# Text excerpt
((

La Péri (English: The Peri) (Note: The subtitle La Fleur d'Immortalité ("The Flower of Immortality") is not attested in the score nor in the first program.) is a 1912 ballet in one act by French composer Paul Dukas, originally choreographed by Ivan Clustine and first performed in Paris, about Iskender (the name of Alexander the Great in Persian) searching for immortality and his encounter with a mythological Peri. It was premiered on April 22, 1912.

== Synopsis ==

At the end of his days of youth, the Magi having observed that his star had faded, Iskender travels throughout Iran in search of the Flower of Immortality. After three years of looking and wandering, he finally arrives at the Ends of the Earth, a place of utmost tranquility and calm. Iskender finds a temple to Ormuzd, and on its steps is a Peri. With a star flashing above her head and a lute in one hand, the Peri carries the Flower of Immortality, a lotus decorated with emeralds, in the other.

Later, as the Peri is sleeping, Iskender steals the Flower, careful to avoid making noise so that she does not wake up. Immediately the Flower sparkles brightly in his hands, and when the Peri wakes up, she strikes her hands against each other and lets out a great cry, because without the Flower she cannot enter into the presence of the light of Ormuzd. Upon this realization, Iskender delights at the power he now seemingly has over the Peri.

While in his hand, however, the Flower is transformed by Ormuzd to Iskender's earthly and material desires. This is a sign to the Peri that possession of the Flower is not intended for Iskender, and so she performs a dance, gradually coming closer and closer until she is able to wrest the Flower from him. As the Peri slowly disappears in the light and returns to Paradise, Iskender realizes with calmness that he has been stranded and left to die.

))

Image-grounding data:

((

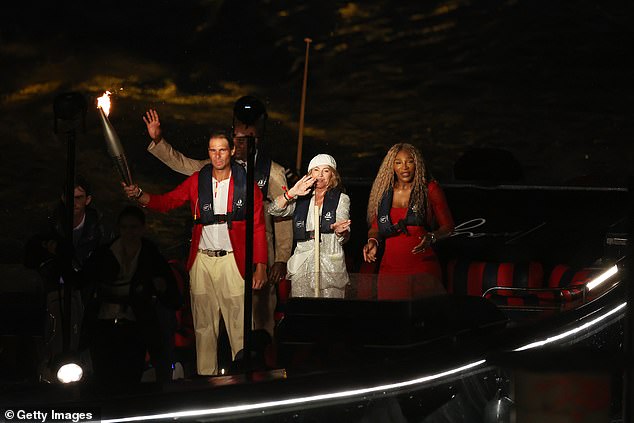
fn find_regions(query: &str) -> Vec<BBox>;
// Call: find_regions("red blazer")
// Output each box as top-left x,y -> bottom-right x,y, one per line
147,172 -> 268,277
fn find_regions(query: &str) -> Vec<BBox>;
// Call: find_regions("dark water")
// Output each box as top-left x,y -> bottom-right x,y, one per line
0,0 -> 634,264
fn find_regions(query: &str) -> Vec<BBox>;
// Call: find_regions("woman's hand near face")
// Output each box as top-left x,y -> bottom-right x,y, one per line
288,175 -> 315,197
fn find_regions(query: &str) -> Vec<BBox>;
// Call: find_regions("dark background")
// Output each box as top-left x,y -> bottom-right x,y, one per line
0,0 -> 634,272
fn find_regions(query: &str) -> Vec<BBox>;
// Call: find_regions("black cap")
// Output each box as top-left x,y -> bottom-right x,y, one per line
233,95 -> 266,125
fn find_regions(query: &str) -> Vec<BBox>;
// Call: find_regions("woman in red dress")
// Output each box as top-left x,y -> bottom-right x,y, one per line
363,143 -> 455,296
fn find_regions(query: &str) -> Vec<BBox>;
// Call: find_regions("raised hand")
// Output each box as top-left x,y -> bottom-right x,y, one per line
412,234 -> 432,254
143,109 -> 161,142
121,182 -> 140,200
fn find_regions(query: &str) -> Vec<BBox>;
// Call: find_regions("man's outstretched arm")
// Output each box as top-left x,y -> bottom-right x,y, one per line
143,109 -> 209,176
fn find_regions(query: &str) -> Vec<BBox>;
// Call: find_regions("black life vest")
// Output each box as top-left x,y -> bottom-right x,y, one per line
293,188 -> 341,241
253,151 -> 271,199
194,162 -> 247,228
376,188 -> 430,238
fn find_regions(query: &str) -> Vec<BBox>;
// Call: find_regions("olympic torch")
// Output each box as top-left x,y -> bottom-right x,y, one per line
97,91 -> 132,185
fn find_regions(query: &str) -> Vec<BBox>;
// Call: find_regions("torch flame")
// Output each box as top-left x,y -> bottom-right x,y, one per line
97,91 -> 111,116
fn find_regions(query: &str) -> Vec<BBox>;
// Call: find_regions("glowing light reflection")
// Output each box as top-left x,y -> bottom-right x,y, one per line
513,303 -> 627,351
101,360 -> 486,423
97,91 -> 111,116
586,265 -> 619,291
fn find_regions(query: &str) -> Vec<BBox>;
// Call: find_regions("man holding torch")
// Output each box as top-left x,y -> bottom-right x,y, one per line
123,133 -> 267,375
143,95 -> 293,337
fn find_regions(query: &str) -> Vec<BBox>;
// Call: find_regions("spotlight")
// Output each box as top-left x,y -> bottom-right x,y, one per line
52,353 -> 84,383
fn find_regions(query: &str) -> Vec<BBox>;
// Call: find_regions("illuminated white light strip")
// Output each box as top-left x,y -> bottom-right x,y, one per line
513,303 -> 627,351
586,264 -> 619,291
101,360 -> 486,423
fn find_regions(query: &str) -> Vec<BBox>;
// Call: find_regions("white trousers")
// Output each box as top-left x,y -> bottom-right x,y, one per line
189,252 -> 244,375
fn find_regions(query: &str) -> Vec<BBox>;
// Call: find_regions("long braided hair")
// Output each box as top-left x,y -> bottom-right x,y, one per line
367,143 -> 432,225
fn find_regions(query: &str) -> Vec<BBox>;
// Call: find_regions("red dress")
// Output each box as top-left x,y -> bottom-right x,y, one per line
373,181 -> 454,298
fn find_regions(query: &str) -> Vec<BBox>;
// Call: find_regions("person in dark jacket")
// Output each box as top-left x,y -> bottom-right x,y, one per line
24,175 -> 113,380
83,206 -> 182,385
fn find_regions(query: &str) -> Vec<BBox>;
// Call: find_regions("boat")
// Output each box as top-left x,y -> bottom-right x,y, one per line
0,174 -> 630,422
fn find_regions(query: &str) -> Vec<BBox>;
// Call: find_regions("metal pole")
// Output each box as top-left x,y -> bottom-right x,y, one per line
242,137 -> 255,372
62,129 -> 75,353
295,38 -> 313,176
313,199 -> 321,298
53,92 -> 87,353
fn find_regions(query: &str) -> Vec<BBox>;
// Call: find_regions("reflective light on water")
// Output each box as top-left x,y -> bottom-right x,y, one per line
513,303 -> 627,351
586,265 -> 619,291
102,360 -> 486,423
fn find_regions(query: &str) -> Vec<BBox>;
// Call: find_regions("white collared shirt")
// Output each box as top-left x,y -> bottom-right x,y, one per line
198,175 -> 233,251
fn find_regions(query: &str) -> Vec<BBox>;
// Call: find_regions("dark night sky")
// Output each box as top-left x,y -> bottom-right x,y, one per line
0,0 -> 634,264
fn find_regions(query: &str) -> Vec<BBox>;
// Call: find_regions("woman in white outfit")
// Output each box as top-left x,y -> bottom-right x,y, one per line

))

# Activities
- A) Copy the La Péri text from "La Péri (English: The" to "April 22, 1912.".
- B) Do the following statements agree with the La Péri text? Answer yes or no for each, and quote the deciding words.
(i) The ballet was premiered on April 22, 1912.
(ii) Iskender reaches the Ends of the Earth after three years of looking and wandering.
(iii) The Peri holds a sword in one hand.
Rely only on the La Péri text for what comes next.

# Task-by-task results
- A)
La Péri (English: The Peri) (Note: The subtitle La Fleur d'Immortalité ("The Flower of Immortality") is not attested in the score nor in the first program.) is a 1912 ballet in one act by French composer Paul Dukas, originally choreographed by Ivan Clustine and first performed in Paris, about Iskender (the name of Alexander the Great in Persian) searching for immortality and his encounter with a mythological Peri. It was premiered on April 22, 1912.

- B)
(i) Yes: "It was premiered on April 22, 1912."
(ii) Yes: "After three years of looking and wandering, he finally arrives at the Ends of the Earth"
(iii) No: "a lute in one hand"